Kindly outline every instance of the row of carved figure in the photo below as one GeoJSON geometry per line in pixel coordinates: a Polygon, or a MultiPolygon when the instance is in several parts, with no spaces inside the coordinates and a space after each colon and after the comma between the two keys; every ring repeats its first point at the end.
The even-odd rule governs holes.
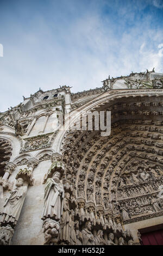
{"type": "MultiPolygon", "coordinates": [[[[115,243],[122,245],[128,242],[129,244],[133,243],[131,234],[129,230],[124,231],[120,223],[117,224],[120,232],[118,239],[116,239],[117,243],[113,241],[114,235],[111,233],[110,230],[109,236],[106,233],[104,236],[102,229],[99,230],[95,235],[93,235],[92,224],[90,221],[85,220],[86,223],[83,225],[83,227],[81,228],[82,214],[81,215],[78,212],[77,204],[73,202],[74,198],[72,197],[70,200],[70,193],[65,193],[64,185],[60,182],[60,174],[55,172],[52,178],[47,179],[45,186],[44,210],[42,217],[45,244],[89,245],[115,243]],[[72,207],[72,204],[70,205],[70,202],[71,204],[74,203],[74,210],[71,209],[70,205],[72,207]],[[129,242],[129,240],[131,241],[129,242]]],[[[115,231],[114,228],[112,230],[115,231]]]]}

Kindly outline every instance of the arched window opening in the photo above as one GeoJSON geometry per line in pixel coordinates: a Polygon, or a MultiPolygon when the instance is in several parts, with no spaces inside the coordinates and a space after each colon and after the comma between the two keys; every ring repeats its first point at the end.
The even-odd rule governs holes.
{"type": "Polygon", "coordinates": [[[0,139],[0,176],[4,174],[4,167],[12,155],[12,146],[7,141],[0,139]]]}

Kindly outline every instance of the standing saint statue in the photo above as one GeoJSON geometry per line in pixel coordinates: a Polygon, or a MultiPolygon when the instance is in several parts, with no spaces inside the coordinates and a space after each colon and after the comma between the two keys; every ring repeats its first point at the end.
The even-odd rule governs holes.
{"type": "Polygon", "coordinates": [[[62,214],[65,192],[60,182],[60,173],[55,172],[46,182],[44,194],[44,208],[42,220],[51,218],[60,221],[62,214]]]}
{"type": "Polygon", "coordinates": [[[63,243],[69,244],[70,243],[70,230],[72,226],[71,211],[69,208],[69,193],[65,193],[65,197],[63,200],[63,214],[61,220],[61,231],[60,240],[63,243]]]}
{"type": "Polygon", "coordinates": [[[9,223],[15,225],[19,218],[27,191],[27,187],[23,186],[23,180],[17,180],[16,188],[10,192],[6,199],[0,218],[0,223],[9,223]]]}
{"type": "Polygon", "coordinates": [[[85,223],[85,227],[82,231],[83,245],[94,245],[95,238],[91,232],[91,223],[88,221],[85,223]]]}

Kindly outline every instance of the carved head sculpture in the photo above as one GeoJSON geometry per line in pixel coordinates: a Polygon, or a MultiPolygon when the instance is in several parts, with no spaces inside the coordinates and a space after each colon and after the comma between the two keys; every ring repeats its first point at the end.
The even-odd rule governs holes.
{"type": "Polygon", "coordinates": [[[113,233],[110,233],[109,234],[109,239],[110,240],[112,240],[112,241],[113,240],[113,239],[114,239],[114,234],[113,233]]]}
{"type": "Polygon", "coordinates": [[[122,245],[124,244],[124,241],[123,237],[120,237],[118,239],[118,244],[120,245],[122,245]]]}
{"type": "Polygon", "coordinates": [[[17,179],[17,180],[16,181],[16,184],[15,186],[16,187],[21,187],[21,186],[23,186],[23,180],[22,178],[20,178],[19,179],[17,179]]]}
{"type": "Polygon", "coordinates": [[[66,197],[66,198],[67,198],[67,199],[68,200],[70,199],[70,193],[68,193],[68,192],[65,193],[65,197],[66,197]]]}
{"type": "Polygon", "coordinates": [[[128,241],[128,245],[133,245],[134,242],[133,240],[130,240],[128,241]]]}
{"type": "Polygon", "coordinates": [[[90,221],[87,221],[85,223],[85,228],[87,228],[87,229],[90,231],[91,231],[92,224],[90,221]]]}
{"type": "Polygon", "coordinates": [[[97,235],[99,235],[99,236],[101,237],[103,237],[103,230],[99,229],[99,230],[98,230],[98,232],[97,232],[97,235]]]}
{"type": "Polygon", "coordinates": [[[59,172],[55,172],[54,174],[53,175],[53,179],[57,183],[59,182],[60,178],[60,173],[59,172]]]}

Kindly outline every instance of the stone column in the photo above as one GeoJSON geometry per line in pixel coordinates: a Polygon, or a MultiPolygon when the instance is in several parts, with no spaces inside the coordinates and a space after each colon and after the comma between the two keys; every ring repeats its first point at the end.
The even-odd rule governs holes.
{"type": "Polygon", "coordinates": [[[3,191],[4,190],[8,188],[11,190],[13,183],[8,181],[8,179],[15,170],[16,164],[12,162],[9,162],[4,167],[5,173],[3,177],[0,177],[0,198],[3,198],[3,191]]]}
{"type": "Polygon", "coordinates": [[[16,206],[17,202],[14,198],[11,199],[11,202],[10,203],[10,197],[12,197],[11,193],[11,195],[9,196],[7,203],[4,206],[2,218],[0,220],[1,226],[0,227],[0,245],[10,244],[11,240],[14,233],[14,228],[18,220],[20,214],[26,197],[28,185],[33,186],[34,184],[34,180],[32,175],[33,170],[39,162],[39,161],[34,157],[30,159],[27,163],[28,169],[26,168],[23,169],[20,169],[16,176],[16,179],[17,180],[17,182],[21,182],[21,186],[18,186],[17,185],[17,188],[15,188],[12,192],[13,194],[15,194],[15,193],[16,194],[16,193],[18,193],[18,198],[17,200],[20,201],[18,206],[16,206]],[[18,192],[18,191],[20,192],[18,192]],[[18,196],[19,194],[21,196],[18,196]],[[15,203],[15,205],[14,204],[15,203]],[[12,205],[11,208],[11,204],[12,205]],[[8,206],[7,209],[6,208],[7,205],[8,206]],[[10,209],[10,210],[9,211],[8,209],[10,209]],[[12,210],[14,211],[13,217],[12,210]],[[16,211],[16,213],[15,213],[16,211]],[[11,221],[10,218],[7,219],[5,216],[8,215],[12,216],[13,220],[11,221]]]}
{"type": "Polygon", "coordinates": [[[41,131],[40,131],[39,132],[39,133],[43,133],[44,130],[45,130],[45,127],[46,127],[46,124],[47,124],[47,121],[48,121],[48,118],[49,118],[49,115],[50,115],[49,114],[46,114],[46,115],[45,115],[45,116],[46,116],[46,118],[45,118],[45,123],[44,123],[42,129],[41,130],[41,131]]]}
{"type": "Polygon", "coordinates": [[[2,178],[4,180],[7,180],[10,175],[12,174],[16,167],[16,164],[15,164],[15,163],[12,163],[12,162],[9,162],[4,167],[5,173],[2,178]]]}
{"type": "Polygon", "coordinates": [[[70,93],[65,95],[65,108],[67,113],[71,112],[71,96],[70,93]]]}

□ □ □

• [Your objective]
Edit the entries above so that every "Kindly outline" becomes "Please outline", keeping everything else the same. Omit the pictures from your answer.

• [Response to this exercise]
Please outline every instance of the row of carved figure in the photo below as one GeoJSON geometry per line in pixel coordinates: a Polygon, or a MultiPolygon when the instance is in several parts, with no spaces inside the coordinates and a space after each colon and after the comma between the two keys; every ring repeats its first point at the end.
The even-odd rule governs holes.
{"type": "MultiPolygon", "coordinates": [[[[115,243],[122,245],[128,242],[129,244],[133,243],[131,234],[129,230],[124,231],[120,223],[117,224],[120,232],[118,239],[116,239],[117,243],[113,241],[114,235],[111,233],[110,230],[109,236],[106,233],[104,236],[102,229],[99,230],[95,235],[93,235],[92,224],[90,221],[85,220],[86,223],[83,225],[83,227],[81,228],[82,214],[81,215],[78,212],[77,204],[73,202],[74,198],[72,197],[70,200],[70,193],[65,193],[64,185],[60,182],[60,174],[55,172],[52,178],[47,179],[45,186],[44,210],[42,217],[45,244],[89,245],[115,243]],[[72,207],[72,204],[70,205],[70,202],[71,204],[74,203],[74,210],[71,209],[70,205],[72,207]],[[129,242],[129,240],[131,241],[129,242]]],[[[115,231],[114,228],[112,230],[115,231]]]]}

Please outline every instance of the arched window opening in the photo above as one GeoJSON geometry per line in pixel coordinates: a Polygon, or a MultiPolygon when the instance is in several parts, with no spaces inside the coordinates and a space after each colon and after the comma between the two keys; every ring repeats its first point at the end.
The even-odd rule governs holes.
{"type": "Polygon", "coordinates": [[[0,139],[0,176],[4,174],[4,167],[12,155],[12,146],[7,141],[0,139]]]}

Please outline every instance of the standing saint statue in the photo above as one GeoJSON geometry per line in pixel coordinates: a Polygon, or a MultiPolygon when the instance is in several parts, with no spaces inside the coordinates and a space after each colon and after the comma between the two keys; every ring repeats its first point at the end.
The even-odd rule governs holes.
{"type": "Polygon", "coordinates": [[[62,214],[65,192],[60,182],[60,173],[55,172],[46,182],[44,194],[44,208],[42,220],[51,218],[60,221],[62,214]]]}
{"type": "Polygon", "coordinates": [[[63,243],[69,244],[70,243],[70,230],[72,226],[71,211],[69,208],[69,193],[65,193],[65,197],[63,200],[63,214],[61,220],[61,231],[60,240],[63,243]]]}
{"type": "Polygon", "coordinates": [[[9,223],[15,225],[19,218],[27,191],[27,187],[23,186],[23,180],[17,180],[16,188],[10,192],[6,199],[0,218],[0,223],[9,223]]]}
{"type": "Polygon", "coordinates": [[[85,223],[85,227],[82,231],[83,245],[94,245],[95,238],[91,232],[91,223],[88,221],[85,223]]]}

Please outline every instance of the carved head sculpture in the photo above as one GeoJSON geometry per line in pixel coordinates: a Polygon, or a MultiPolygon when the instance is in several parts, with no spaces inside the coordinates and a space after each colon and after the comma between the two keys; every ring repeats its first point at the end.
The even-odd rule governs holes.
{"type": "Polygon", "coordinates": [[[113,233],[110,233],[109,234],[109,239],[110,240],[112,240],[112,241],[113,240],[113,239],[114,239],[114,234],[113,233]]]}
{"type": "Polygon", "coordinates": [[[122,245],[124,244],[124,241],[123,237],[120,237],[118,239],[118,244],[120,245],[122,245]]]}
{"type": "Polygon", "coordinates": [[[17,179],[17,180],[16,181],[16,184],[15,186],[16,187],[21,187],[21,186],[23,186],[23,180],[22,178],[20,178],[19,179],[17,179]]]}
{"type": "Polygon", "coordinates": [[[66,197],[66,198],[67,198],[67,199],[68,200],[70,199],[70,193],[68,193],[68,192],[65,193],[65,197],[66,197]]]}
{"type": "Polygon", "coordinates": [[[128,241],[128,245],[133,245],[134,242],[133,240],[130,240],[128,241]]]}
{"type": "Polygon", "coordinates": [[[90,221],[87,221],[85,223],[85,228],[87,228],[87,229],[90,231],[91,231],[92,224],[90,221]]]}
{"type": "Polygon", "coordinates": [[[97,235],[99,235],[99,236],[101,237],[103,237],[103,230],[99,229],[99,230],[98,230],[98,232],[97,232],[97,235]]]}
{"type": "Polygon", "coordinates": [[[59,172],[55,172],[54,174],[53,175],[53,179],[57,183],[59,182],[60,178],[60,173],[59,172]]]}

Please outline every instance of the stone column in the photo above as one GeoJSON geometry per line in pixel coordinates: a Polygon, or a MultiPolygon when the instance is in several parts, with no spaces inside the coordinates and a space after each colon and after the comma between the two keys; every ring repeats its first point at the end.
The even-odd rule governs holes.
{"type": "Polygon", "coordinates": [[[3,191],[4,190],[8,188],[11,190],[13,183],[8,181],[8,179],[15,170],[16,164],[12,162],[9,162],[4,167],[5,173],[3,177],[0,177],[0,198],[3,198],[3,191]]]}
{"type": "Polygon", "coordinates": [[[16,206],[17,202],[14,198],[11,199],[11,202],[10,203],[10,197],[12,197],[11,193],[11,195],[9,196],[7,203],[4,206],[2,218],[0,220],[1,226],[0,227],[0,245],[10,244],[11,240],[14,233],[14,228],[18,220],[20,214],[26,197],[28,185],[33,186],[34,184],[34,180],[32,175],[33,170],[39,162],[39,161],[34,157],[30,159],[27,163],[28,169],[26,168],[23,169],[20,169],[16,176],[16,179],[17,180],[17,182],[21,182],[21,186],[18,186],[17,185],[17,188],[15,188],[12,192],[13,194],[15,194],[15,193],[16,194],[16,193],[18,193],[18,198],[17,200],[20,201],[18,206],[16,206]],[[18,192],[18,191],[20,192],[18,192]],[[18,196],[19,194],[21,196],[18,196]],[[15,203],[15,205],[14,204],[15,203]],[[12,205],[11,208],[11,204],[12,205]],[[8,206],[7,209],[6,208],[7,205],[8,206]],[[10,209],[10,210],[9,211],[8,209],[10,209]],[[12,210],[14,211],[13,217],[12,210]],[[16,211],[16,213],[15,213],[16,211]],[[11,221],[10,218],[7,219],[5,216],[8,215],[12,216],[13,220],[11,221]]]}
{"type": "Polygon", "coordinates": [[[41,131],[40,131],[39,132],[39,133],[43,133],[44,130],[45,130],[45,127],[46,127],[46,124],[47,124],[47,121],[48,121],[48,118],[49,118],[49,115],[50,115],[49,114],[46,114],[46,115],[45,115],[45,116],[46,116],[46,118],[45,118],[45,123],[44,123],[42,129],[41,130],[41,131]]]}
{"type": "Polygon", "coordinates": [[[2,178],[4,180],[7,180],[10,175],[12,174],[16,167],[16,164],[15,164],[15,163],[12,163],[12,162],[9,162],[4,167],[5,173],[2,178]]]}
{"type": "Polygon", "coordinates": [[[70,93],[65,95],[65,108],[67,113],[71,112],[71,96],[70,93]]]}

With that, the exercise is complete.